_ACTIONS TO TAKE:_
[A] Summarize the QYOU Media earnings release in two sentences.
[B] Continue the QYOU Media earnings release from the point where it stops.

_READING TEXT:_

Revenue of $7.04
Million Represents 35% YOY Growth
QYOU Media Has Now Recorded 8 Consecutive
Quarters of Record YOY Revenue Growth
TORONTO, MUMBAI and LOS
ANGELES, May 30, 2023 /CNW/ - QYOU Media Inc.,
(TSXV: QYOU) (OTCQB: QYOUF) a company operating in India and the United
States producing and distributing content created by social
media stars and digital content creators, is reporting financial
results for the quarter ended March 31,
2023. Highlights include as follows:
- Record Breaking Quarterly and YOY Revenue Growth: For the three
months ended March 31,2023 revenue
was $7.04 million representing a year
over year increase of 35% and the highest quarterly revenue mark in
company history. Revenue increased $1,811,769 over the YOY same quarter in 2022.
- Adjusted EBITDA*: For the three months ended March 31, 2023 compared to the same period prior
year, Adjusted EBITDA loss was $768,982 representing an Adjusted EBITDA decrease
of $208,352 driven by an increase in
operating expenses due to expansion of all operating business units
offset by revenue growth.
- Improved Net Loss: Net Loss for the three months ended
March 31, 2023, decreased by
$805,399 or 35%, driven by revenue
growth and expansion across all operating business units.
- Cash Balance: The Company concluded the period ended
March 31, 2023 with increased cash of
$3,707,435 compared to March 31, 2022 cash of $3,510,951.

_GIVEN ENTRIES:_
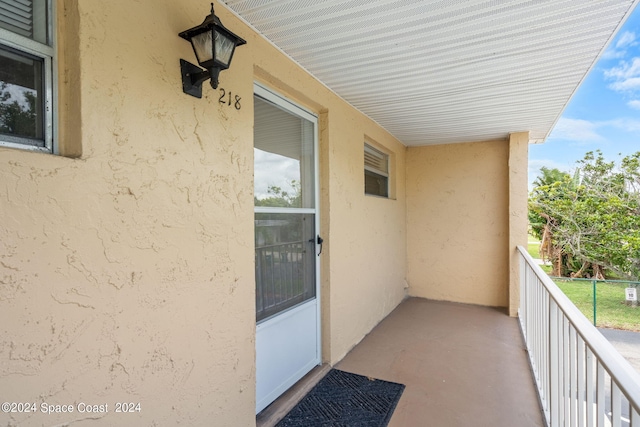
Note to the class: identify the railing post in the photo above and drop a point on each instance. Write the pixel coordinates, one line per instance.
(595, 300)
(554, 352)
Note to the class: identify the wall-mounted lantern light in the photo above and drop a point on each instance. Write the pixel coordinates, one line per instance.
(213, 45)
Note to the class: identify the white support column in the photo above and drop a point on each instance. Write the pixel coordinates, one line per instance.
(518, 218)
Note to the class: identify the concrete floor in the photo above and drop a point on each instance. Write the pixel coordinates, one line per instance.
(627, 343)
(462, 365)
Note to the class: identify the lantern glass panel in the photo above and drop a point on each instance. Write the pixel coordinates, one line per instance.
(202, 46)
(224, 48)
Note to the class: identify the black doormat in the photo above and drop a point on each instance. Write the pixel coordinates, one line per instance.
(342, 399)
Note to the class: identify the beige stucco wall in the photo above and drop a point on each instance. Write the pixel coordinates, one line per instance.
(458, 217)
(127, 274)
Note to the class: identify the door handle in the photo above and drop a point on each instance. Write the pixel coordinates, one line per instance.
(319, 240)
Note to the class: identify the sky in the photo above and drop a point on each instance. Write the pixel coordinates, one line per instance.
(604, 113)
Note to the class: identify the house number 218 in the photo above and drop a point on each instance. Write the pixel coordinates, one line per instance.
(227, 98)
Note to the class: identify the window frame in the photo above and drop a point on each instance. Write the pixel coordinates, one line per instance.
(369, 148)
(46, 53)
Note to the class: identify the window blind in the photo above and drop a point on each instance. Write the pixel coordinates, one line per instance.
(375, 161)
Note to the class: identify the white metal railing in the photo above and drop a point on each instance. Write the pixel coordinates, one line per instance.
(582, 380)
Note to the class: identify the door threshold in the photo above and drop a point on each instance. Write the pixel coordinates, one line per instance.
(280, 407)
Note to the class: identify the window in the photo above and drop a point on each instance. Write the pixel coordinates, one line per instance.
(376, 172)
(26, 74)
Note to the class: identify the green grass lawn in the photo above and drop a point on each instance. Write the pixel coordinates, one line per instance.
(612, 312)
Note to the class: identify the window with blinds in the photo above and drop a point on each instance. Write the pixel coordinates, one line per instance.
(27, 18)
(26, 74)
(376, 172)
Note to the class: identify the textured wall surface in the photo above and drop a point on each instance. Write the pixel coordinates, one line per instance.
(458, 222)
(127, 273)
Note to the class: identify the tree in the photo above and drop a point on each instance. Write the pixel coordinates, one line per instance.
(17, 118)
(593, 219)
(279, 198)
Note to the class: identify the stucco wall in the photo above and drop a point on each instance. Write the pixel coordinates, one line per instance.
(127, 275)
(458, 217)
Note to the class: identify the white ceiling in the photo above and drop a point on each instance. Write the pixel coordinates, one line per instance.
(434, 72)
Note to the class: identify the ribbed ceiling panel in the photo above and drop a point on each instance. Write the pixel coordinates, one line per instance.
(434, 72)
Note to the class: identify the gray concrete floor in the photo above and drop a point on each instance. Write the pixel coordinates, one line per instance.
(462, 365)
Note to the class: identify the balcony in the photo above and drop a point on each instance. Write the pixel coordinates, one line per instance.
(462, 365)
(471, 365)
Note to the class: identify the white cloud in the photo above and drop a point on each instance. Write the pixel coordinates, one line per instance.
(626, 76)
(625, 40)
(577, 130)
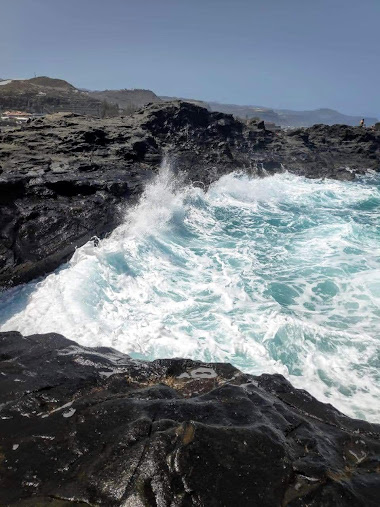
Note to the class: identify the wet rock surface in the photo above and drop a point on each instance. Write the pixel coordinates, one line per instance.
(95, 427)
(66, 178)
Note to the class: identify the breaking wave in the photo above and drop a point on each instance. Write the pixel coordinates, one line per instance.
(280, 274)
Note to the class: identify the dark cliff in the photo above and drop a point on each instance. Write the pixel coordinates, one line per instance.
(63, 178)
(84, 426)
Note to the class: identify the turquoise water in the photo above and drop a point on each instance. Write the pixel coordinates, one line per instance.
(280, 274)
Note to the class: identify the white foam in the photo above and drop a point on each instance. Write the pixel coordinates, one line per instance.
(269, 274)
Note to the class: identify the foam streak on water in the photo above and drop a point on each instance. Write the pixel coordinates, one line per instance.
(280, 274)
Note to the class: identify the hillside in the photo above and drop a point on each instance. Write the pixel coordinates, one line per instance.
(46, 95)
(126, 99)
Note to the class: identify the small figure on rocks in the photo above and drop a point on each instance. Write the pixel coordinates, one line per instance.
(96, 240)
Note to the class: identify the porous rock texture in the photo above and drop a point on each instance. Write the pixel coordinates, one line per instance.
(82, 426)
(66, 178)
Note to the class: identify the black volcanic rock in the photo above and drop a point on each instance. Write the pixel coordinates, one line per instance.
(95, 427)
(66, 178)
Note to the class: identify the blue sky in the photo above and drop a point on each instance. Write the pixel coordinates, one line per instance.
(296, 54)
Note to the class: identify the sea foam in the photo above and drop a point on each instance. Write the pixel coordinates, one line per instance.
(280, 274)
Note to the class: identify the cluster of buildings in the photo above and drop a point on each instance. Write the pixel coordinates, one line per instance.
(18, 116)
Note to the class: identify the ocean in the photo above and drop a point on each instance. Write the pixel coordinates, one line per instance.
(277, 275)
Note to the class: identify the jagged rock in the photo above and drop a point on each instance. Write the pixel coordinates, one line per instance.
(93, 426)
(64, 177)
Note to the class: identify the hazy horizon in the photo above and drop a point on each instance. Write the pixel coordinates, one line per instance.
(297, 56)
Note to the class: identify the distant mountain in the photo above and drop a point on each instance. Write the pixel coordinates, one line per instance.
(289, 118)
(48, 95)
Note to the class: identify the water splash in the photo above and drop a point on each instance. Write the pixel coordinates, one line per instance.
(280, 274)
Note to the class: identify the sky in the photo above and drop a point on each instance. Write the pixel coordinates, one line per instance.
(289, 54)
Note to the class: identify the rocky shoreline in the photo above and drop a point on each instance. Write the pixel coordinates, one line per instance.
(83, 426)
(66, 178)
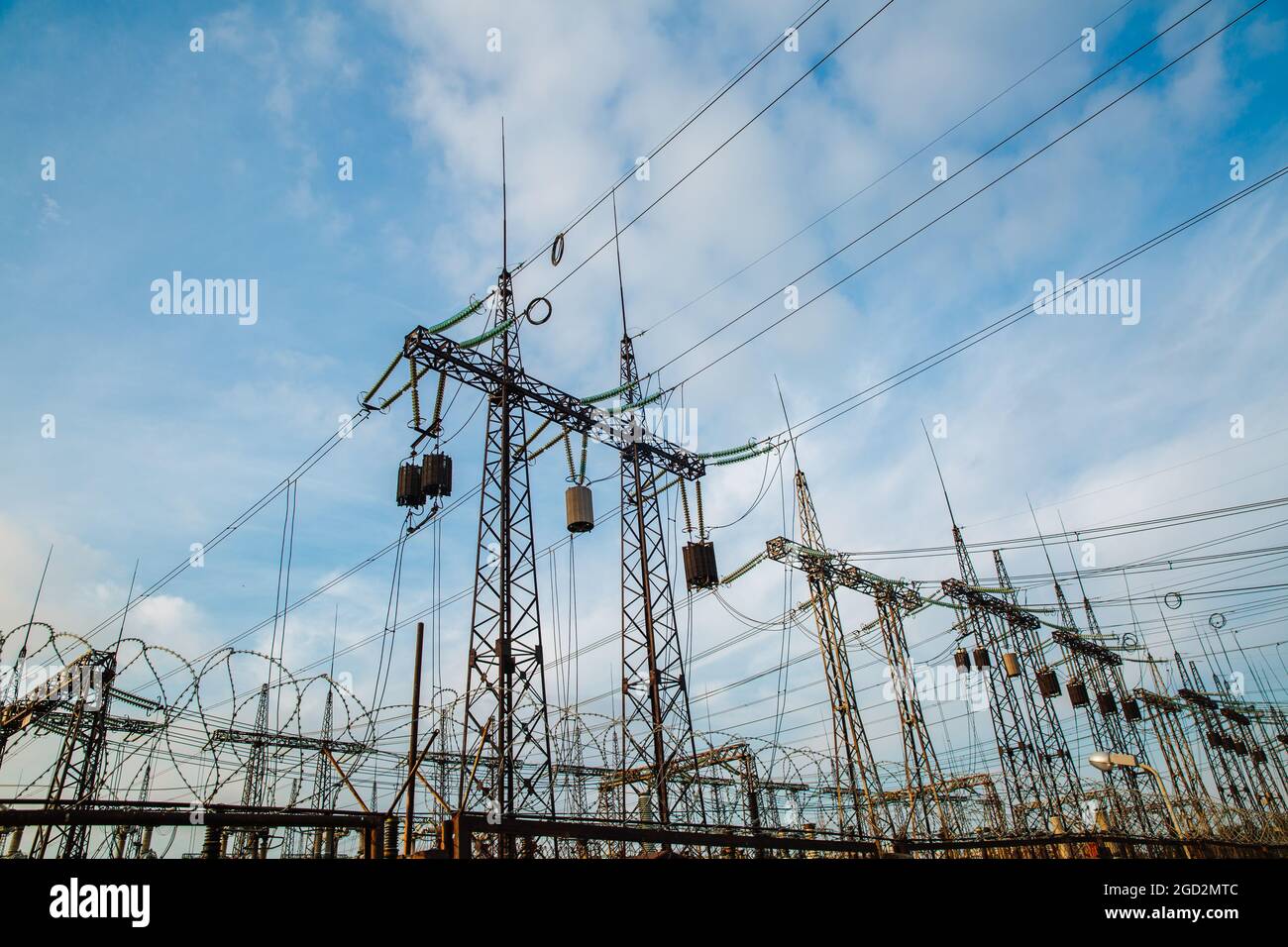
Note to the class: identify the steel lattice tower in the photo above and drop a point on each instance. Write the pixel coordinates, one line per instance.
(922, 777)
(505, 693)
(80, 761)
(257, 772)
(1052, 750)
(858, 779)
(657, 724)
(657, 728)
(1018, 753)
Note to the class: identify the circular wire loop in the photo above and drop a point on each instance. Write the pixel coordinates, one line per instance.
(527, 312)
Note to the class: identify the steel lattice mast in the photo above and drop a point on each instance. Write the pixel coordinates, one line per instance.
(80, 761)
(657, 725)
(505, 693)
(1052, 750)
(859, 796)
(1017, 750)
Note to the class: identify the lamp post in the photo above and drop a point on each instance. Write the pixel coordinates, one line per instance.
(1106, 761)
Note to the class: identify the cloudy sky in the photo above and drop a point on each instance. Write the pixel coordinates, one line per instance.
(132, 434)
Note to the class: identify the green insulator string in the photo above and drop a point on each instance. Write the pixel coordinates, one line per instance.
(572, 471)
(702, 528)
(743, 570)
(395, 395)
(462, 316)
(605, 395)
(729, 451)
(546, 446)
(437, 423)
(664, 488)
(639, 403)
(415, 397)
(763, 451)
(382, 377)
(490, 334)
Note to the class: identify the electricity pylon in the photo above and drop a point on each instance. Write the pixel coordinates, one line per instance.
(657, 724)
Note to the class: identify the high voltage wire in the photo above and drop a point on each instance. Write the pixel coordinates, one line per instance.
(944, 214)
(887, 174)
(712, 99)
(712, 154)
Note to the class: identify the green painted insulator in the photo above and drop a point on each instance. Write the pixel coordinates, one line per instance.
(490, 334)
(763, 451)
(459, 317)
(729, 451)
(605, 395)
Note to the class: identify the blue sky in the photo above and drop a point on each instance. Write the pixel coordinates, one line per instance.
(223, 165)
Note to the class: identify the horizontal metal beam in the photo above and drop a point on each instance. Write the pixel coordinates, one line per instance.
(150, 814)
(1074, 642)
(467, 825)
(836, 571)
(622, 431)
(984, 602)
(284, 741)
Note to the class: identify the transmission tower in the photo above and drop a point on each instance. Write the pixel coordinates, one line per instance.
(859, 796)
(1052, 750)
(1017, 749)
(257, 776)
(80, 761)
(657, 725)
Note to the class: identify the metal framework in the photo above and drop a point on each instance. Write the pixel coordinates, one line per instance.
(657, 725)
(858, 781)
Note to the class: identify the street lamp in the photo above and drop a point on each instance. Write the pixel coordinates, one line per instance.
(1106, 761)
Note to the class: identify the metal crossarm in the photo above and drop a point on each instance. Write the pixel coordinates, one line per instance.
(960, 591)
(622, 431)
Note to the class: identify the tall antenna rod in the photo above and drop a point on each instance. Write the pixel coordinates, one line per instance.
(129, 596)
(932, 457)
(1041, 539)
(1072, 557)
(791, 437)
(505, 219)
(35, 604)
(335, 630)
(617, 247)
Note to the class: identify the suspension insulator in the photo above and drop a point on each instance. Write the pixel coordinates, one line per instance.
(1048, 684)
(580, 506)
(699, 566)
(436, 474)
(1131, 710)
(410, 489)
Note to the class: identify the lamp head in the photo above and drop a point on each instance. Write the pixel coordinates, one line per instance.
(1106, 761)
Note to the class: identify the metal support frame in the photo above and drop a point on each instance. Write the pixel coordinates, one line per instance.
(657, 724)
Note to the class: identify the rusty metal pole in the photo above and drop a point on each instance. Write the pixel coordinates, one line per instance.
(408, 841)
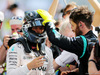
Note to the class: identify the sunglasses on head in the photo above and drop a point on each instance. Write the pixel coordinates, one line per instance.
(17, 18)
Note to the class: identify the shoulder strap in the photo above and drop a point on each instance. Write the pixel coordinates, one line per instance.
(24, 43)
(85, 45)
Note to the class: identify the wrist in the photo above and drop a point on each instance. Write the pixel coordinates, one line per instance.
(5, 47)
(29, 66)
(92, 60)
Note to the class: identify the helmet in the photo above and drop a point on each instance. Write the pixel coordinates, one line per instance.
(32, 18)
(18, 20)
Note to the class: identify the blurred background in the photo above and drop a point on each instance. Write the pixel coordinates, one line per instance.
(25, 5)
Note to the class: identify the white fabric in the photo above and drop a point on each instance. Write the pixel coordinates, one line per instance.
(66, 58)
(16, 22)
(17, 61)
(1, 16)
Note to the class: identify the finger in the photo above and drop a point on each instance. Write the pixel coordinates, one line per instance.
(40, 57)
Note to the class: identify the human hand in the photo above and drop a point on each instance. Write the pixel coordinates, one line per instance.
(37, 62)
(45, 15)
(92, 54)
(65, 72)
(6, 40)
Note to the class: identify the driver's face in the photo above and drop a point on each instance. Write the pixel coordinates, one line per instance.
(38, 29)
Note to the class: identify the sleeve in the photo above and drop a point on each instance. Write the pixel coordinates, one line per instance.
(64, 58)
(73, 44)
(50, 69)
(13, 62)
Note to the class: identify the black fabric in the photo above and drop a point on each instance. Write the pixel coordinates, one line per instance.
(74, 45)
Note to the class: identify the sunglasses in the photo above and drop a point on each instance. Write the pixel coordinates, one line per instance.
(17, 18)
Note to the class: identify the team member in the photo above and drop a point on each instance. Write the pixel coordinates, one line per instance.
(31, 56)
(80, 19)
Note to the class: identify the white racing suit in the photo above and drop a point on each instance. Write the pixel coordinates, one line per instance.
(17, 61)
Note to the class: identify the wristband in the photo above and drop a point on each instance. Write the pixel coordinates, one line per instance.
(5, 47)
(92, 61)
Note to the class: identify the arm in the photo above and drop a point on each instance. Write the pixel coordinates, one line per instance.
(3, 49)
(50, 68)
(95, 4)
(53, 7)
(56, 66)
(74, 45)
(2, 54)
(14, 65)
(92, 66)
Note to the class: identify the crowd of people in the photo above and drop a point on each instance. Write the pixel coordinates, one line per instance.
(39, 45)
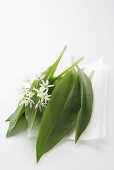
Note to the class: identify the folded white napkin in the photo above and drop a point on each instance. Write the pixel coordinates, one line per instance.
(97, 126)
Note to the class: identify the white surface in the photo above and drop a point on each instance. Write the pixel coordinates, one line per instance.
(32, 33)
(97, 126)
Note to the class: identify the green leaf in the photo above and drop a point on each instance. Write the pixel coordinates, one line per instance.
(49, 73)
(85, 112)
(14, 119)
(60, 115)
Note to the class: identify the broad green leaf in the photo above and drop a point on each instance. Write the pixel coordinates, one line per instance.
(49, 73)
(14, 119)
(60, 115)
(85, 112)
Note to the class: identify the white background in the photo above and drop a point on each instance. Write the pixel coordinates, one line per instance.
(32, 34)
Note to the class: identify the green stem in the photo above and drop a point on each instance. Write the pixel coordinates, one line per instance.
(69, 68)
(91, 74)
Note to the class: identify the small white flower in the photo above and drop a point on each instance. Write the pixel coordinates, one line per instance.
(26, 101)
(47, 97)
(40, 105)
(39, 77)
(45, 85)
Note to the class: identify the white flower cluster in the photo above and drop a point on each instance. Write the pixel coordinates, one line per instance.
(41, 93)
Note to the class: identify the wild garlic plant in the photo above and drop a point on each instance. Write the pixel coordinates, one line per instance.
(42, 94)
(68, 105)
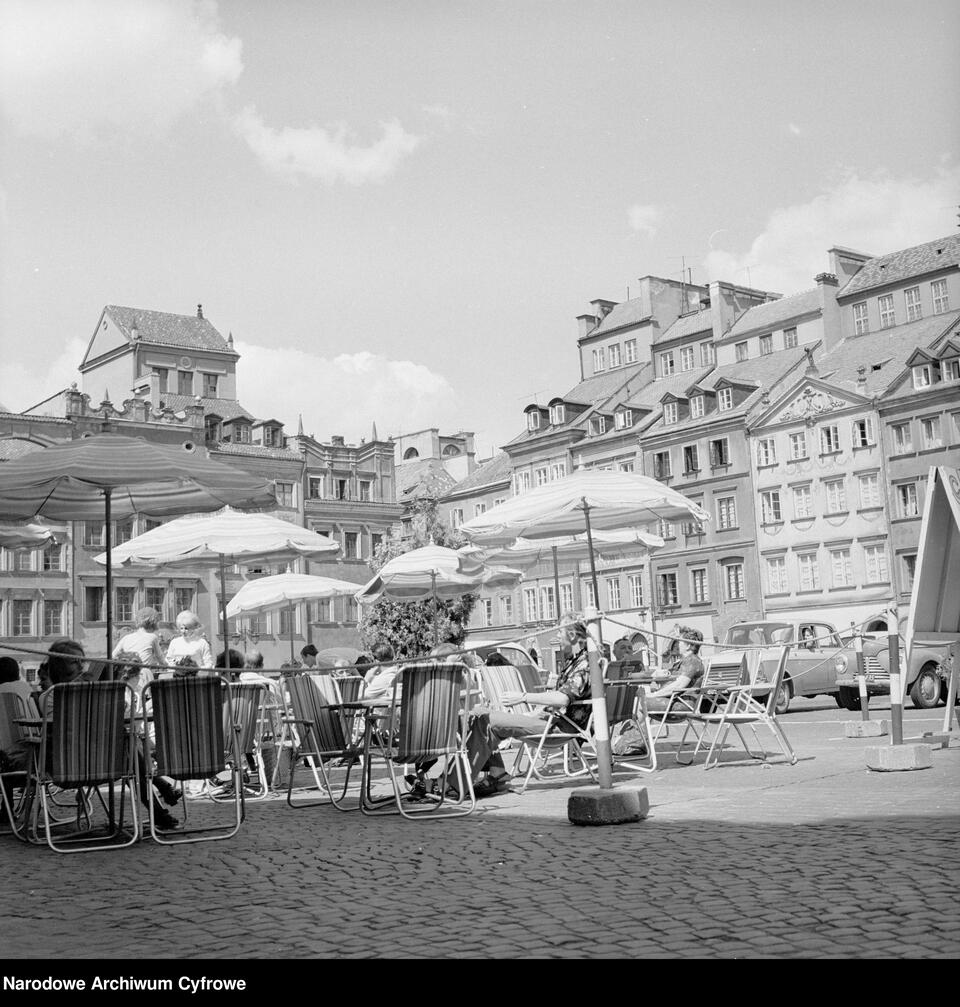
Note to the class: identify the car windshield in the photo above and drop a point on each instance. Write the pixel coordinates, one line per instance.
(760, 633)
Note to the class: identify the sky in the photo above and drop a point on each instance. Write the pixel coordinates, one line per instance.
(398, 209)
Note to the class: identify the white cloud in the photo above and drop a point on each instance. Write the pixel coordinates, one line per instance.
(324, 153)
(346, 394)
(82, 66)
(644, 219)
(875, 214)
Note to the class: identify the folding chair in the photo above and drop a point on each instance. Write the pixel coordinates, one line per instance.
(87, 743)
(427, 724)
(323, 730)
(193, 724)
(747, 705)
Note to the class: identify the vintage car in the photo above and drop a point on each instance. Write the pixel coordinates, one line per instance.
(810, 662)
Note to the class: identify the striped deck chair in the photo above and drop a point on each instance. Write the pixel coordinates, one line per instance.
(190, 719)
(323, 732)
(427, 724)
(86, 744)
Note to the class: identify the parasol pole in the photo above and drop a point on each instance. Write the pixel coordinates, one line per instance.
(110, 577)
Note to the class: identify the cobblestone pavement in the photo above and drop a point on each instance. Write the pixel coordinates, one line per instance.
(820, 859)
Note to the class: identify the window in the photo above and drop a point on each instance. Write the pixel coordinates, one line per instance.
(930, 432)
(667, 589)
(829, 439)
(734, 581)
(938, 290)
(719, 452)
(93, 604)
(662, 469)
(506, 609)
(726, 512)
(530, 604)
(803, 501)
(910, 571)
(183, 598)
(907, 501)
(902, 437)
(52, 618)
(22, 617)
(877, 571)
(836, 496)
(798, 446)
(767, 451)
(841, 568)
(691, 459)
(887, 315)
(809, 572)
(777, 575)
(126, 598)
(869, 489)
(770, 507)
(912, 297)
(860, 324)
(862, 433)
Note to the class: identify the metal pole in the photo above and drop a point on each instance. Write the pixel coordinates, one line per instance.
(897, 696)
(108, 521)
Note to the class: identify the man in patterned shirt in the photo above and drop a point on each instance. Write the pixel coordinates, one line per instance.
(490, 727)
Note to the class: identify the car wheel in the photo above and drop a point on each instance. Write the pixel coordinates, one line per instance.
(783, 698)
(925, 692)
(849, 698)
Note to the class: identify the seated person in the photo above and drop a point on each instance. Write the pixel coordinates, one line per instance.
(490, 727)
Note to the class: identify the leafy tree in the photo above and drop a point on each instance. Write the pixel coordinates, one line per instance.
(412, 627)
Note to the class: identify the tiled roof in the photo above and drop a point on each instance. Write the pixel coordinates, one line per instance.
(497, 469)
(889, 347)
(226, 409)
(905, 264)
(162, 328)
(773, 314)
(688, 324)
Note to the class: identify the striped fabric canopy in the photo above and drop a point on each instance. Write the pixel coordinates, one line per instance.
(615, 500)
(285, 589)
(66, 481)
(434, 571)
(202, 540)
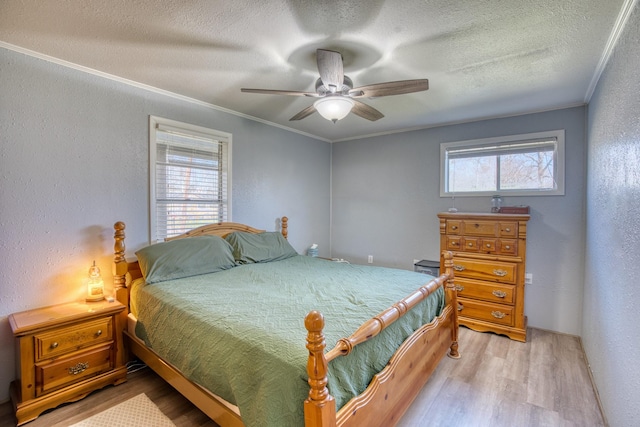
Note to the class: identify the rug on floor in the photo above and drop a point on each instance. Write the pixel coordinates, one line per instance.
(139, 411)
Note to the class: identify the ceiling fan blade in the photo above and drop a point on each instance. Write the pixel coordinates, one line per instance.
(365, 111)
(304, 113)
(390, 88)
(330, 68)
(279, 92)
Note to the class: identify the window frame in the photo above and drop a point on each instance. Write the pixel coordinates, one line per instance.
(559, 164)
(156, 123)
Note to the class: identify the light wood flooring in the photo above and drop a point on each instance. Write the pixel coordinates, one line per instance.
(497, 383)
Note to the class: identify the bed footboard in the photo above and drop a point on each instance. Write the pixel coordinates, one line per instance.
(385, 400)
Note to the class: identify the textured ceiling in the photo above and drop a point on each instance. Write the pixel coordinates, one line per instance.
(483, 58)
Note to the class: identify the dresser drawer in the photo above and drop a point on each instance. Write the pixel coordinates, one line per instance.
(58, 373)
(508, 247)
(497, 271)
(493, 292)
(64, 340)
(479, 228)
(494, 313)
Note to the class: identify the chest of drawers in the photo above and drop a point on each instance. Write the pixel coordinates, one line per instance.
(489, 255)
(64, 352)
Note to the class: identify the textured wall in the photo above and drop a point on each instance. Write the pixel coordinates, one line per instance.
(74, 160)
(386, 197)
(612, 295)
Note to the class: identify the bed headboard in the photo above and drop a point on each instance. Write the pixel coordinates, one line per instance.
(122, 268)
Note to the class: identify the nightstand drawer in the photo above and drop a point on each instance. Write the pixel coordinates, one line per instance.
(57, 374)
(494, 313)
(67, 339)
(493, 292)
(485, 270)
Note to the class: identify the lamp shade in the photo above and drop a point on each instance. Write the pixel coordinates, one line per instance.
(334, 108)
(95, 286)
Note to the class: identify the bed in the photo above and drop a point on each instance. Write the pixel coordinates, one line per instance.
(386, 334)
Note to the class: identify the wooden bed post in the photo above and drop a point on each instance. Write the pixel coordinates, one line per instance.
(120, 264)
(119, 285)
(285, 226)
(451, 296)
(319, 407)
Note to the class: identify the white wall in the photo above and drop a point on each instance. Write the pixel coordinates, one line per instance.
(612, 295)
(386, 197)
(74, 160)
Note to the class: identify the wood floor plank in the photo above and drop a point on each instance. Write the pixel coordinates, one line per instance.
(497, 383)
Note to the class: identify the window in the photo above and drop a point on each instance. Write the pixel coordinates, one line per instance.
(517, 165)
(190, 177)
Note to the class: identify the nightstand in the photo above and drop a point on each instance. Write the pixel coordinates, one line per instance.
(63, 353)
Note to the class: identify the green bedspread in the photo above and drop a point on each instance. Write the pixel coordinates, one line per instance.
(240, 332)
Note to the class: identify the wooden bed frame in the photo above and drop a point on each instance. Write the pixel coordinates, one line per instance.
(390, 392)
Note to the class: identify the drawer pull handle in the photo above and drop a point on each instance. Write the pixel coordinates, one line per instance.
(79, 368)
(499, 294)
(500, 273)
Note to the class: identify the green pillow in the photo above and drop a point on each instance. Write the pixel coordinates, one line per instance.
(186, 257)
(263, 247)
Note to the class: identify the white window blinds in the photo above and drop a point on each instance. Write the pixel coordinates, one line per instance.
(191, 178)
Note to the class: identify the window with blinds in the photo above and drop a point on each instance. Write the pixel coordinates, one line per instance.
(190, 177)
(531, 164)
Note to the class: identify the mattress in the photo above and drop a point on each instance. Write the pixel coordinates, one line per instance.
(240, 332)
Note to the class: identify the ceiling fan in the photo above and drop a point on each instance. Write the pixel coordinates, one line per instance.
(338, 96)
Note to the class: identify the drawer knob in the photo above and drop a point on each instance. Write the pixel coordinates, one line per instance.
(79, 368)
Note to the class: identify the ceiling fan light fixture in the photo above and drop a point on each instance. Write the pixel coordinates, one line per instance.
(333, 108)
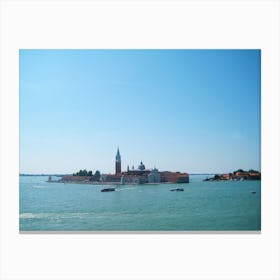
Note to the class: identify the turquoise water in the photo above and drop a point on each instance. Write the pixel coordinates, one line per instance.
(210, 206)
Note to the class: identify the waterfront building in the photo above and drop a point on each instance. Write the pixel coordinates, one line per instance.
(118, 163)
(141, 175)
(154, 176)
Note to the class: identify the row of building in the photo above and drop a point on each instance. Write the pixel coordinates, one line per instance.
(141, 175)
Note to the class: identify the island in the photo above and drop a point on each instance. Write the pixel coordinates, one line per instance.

_RESPONSES BY TASK:_
[A] QYOU Media Inc., which produces and distributes content from social media stars and digital creators in India and the United States, reported revenue of $7.04 million for the quarter ended March 31, 2023, a 35% year-over-year increase and the highest quarterly revenue in company history. Its net loss for the quarter fell by $805,399, or 35%, and it ended the period with cash of $3,707,435, compared with $3,510,951 a year earlier.

[B]
QYOU Media CEO and Co-Founder, Curt
Marvis commented, "We are extremely proud of our strong Q1
2023 results, particularly in light of our efforts to contain costs
while at the same time adding gaming company Maxamtech Digital
Ventures to our portfolio of companies. It is also extremely
gratifying to now have 8 consecutive quarters of strong year of
year growth in our business. We remain heads down driving forward
to continue this trend throughout 2023 and beyond."
Note on Adjusted EBITDA:
To supplement our consolidated financial statements, which are
prepared and presented in accordance with International Financial
Reporting Standards ("IFRS"), we present Earnings Before Interest
Tax Depreciation and Amortization ("Adjusted EBITDA") which is a
non-IFRS financial measure. The presentation of non-IFRS financial
measurement are not intended to be considered in isolation from, or
as a substitute for, or superior to, operating loss or net income
(loss) or any other performance measures derived in accordance with
IFRS or as an alternative to net cash provided by operating
activities or any other measures of cash flows or liquidity.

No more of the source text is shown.